* [Stated exercise a]: Select every line of the entries that contains the string "umbrella".

* [Passage provided]:
Re: New Pole Pig user

At 08:39 PM 1/16/99 -0700, Tesla List wrote:
>Original Poster: Matthew Wenger <m-wenger-at-uiuc.edu> 
>I am a new subscriber to this list and I am building my first coil over
>1KVA. I have been searching the archives for information on using and
>maintaining pole pigs, but I still have a few questions I was hoping
>someone could answer.  I recently obtained two (15KVA and a 10KVA, one is
>my backup) surplus transformers (110V in - 14,400V out) and need to limit
>them to 2.5 or 3KVA for my current coil project.  I have seen many systems
>that are anywhere from 7.5 to 100KVA.  My first question is:  where do
>people get the power to run these large systems?  In order to run my coil I
>will probably have to plug it into plain old 110V plugs and in order to get
>3KVA that means drawing 27.27 amps, not possible as far as I can tell.  I
>MAY be able to hook up to 220V, but I still would like to know how people
>build large systems at their homes.  I am also concerned about limiting the
>current to my pig.

* [Data shown]:

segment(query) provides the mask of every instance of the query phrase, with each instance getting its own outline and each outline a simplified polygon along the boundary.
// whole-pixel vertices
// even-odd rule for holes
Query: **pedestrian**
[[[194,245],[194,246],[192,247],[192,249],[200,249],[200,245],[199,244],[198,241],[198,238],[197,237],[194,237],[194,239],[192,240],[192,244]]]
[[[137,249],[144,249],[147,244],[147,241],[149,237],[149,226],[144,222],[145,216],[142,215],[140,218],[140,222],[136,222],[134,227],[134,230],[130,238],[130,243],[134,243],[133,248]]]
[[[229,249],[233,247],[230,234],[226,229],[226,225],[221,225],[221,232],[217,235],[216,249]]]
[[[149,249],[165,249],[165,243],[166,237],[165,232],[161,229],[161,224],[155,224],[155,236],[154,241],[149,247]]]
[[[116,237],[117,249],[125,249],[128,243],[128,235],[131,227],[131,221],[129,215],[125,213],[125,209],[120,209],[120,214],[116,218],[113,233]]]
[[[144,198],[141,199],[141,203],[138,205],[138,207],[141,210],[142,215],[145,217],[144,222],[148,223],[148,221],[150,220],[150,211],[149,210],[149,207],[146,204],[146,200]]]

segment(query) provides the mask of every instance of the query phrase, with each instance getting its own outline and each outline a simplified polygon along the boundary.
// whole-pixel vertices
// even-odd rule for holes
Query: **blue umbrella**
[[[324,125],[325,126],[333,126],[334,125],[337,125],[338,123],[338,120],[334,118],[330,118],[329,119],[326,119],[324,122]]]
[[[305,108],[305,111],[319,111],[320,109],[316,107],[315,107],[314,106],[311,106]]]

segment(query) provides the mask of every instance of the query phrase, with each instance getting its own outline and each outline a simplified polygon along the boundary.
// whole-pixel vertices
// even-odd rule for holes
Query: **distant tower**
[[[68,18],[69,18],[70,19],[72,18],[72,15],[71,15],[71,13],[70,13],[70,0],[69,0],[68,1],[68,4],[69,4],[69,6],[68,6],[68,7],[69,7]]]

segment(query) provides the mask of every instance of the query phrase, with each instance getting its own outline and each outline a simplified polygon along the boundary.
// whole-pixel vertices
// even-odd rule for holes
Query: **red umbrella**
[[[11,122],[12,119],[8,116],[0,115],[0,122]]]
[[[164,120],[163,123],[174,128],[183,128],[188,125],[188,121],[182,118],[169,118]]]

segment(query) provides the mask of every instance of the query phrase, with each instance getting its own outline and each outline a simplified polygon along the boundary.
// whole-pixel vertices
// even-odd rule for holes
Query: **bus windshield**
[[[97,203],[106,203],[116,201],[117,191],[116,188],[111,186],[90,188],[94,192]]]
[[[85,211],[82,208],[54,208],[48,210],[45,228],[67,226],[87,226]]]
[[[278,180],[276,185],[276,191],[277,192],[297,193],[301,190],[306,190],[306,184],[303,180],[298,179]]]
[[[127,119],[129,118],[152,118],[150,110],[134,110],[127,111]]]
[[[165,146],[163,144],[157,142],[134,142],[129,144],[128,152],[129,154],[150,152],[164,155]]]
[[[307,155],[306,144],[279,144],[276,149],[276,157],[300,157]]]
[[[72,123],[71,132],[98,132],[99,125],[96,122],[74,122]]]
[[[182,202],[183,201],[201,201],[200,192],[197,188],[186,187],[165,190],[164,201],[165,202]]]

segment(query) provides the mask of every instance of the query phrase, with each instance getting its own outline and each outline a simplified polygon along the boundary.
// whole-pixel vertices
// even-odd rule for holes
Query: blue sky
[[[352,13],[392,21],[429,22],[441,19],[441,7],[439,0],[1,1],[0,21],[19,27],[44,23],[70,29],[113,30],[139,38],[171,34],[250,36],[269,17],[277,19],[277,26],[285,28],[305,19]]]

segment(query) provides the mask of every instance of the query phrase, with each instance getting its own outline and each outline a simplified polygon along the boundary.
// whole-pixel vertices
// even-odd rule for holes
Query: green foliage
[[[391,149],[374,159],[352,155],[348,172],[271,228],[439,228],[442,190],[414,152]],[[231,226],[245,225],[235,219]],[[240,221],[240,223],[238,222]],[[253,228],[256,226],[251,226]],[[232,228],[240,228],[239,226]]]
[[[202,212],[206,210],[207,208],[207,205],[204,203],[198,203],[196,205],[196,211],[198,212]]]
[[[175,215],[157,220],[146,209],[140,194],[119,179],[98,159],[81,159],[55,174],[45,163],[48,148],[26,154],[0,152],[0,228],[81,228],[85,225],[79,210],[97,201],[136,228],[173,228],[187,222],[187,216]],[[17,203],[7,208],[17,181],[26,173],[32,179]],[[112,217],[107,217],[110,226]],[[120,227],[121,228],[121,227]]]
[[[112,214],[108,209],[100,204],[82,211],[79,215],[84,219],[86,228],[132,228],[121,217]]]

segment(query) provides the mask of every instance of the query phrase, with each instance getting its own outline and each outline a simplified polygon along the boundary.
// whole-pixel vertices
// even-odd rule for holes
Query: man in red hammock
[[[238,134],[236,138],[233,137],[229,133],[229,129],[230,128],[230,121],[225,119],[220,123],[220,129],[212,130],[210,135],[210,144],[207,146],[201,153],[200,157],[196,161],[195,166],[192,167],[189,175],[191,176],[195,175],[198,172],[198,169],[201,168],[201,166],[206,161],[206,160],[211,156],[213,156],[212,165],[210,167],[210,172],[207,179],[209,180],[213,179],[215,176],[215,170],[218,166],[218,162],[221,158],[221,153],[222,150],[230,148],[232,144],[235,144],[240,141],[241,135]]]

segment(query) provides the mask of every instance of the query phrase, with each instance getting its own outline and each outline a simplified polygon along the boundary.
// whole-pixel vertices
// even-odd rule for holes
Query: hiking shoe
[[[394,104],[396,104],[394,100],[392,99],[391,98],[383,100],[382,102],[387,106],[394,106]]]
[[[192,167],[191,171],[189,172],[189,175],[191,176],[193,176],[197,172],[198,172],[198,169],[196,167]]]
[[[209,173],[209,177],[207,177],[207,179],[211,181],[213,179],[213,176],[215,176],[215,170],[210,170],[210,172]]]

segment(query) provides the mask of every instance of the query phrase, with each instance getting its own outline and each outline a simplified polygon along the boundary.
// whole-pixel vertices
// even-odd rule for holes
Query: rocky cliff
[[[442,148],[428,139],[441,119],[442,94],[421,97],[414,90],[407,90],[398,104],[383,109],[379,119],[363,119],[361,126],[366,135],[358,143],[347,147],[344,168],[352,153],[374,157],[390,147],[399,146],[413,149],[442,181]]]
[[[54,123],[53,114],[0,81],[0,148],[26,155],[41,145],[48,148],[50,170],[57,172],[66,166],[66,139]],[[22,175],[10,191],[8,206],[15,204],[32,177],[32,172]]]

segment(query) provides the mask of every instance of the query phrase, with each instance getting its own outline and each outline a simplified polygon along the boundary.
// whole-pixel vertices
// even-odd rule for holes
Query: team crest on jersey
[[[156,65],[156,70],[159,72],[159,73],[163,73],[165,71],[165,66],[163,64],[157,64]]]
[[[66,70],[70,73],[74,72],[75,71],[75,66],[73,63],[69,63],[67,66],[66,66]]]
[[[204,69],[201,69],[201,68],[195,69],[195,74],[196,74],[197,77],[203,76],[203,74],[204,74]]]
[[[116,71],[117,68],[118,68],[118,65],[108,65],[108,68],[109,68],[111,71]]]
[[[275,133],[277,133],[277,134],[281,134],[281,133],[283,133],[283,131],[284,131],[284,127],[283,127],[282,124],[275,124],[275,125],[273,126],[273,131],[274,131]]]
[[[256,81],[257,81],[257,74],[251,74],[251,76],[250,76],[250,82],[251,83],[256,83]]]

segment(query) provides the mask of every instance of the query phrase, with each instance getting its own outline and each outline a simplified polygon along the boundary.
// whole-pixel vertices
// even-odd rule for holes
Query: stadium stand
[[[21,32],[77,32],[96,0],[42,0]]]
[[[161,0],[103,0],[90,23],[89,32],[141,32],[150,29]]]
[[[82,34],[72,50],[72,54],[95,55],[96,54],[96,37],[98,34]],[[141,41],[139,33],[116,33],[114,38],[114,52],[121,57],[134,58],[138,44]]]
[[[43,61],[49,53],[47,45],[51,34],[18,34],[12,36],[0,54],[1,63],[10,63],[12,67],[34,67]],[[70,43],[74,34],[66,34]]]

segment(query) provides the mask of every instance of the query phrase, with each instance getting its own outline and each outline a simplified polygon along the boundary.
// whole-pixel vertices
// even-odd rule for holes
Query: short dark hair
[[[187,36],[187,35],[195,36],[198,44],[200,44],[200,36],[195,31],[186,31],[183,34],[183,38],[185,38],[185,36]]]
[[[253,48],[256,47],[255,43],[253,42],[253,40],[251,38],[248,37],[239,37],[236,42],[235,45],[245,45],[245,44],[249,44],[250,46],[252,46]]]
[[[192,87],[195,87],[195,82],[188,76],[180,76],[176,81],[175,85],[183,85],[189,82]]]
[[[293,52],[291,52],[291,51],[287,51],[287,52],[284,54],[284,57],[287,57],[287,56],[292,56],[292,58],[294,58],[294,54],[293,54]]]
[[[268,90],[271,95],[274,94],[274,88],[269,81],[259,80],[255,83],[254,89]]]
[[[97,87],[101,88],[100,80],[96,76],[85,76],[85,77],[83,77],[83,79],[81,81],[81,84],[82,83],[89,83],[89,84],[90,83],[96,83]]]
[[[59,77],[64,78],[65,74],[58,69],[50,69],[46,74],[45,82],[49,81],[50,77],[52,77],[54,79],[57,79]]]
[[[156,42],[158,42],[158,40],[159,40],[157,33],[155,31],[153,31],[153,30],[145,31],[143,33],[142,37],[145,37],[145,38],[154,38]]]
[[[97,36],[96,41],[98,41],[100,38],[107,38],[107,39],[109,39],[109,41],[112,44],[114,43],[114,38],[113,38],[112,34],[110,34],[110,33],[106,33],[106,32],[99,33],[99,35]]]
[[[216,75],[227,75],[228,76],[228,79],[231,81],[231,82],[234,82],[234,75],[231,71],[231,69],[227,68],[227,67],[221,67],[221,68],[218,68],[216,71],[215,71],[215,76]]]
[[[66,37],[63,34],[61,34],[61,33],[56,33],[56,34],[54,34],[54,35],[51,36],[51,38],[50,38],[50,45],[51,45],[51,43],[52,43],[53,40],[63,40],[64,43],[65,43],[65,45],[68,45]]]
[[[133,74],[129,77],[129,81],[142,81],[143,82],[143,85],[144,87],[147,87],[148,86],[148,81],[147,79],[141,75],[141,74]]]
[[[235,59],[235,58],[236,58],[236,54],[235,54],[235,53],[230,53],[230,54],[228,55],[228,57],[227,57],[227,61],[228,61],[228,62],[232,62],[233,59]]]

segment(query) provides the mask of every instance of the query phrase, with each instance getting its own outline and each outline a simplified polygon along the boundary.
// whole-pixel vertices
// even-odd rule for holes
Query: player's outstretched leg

* [Stated exercise b]: List each distinct voltage figure in the post about pole pig transformers.

* [Worked answer a]:
Query: **blue umbrella**
Query: **red umbrella**

* [Worked answer b]: 110V, 14,400V, 220V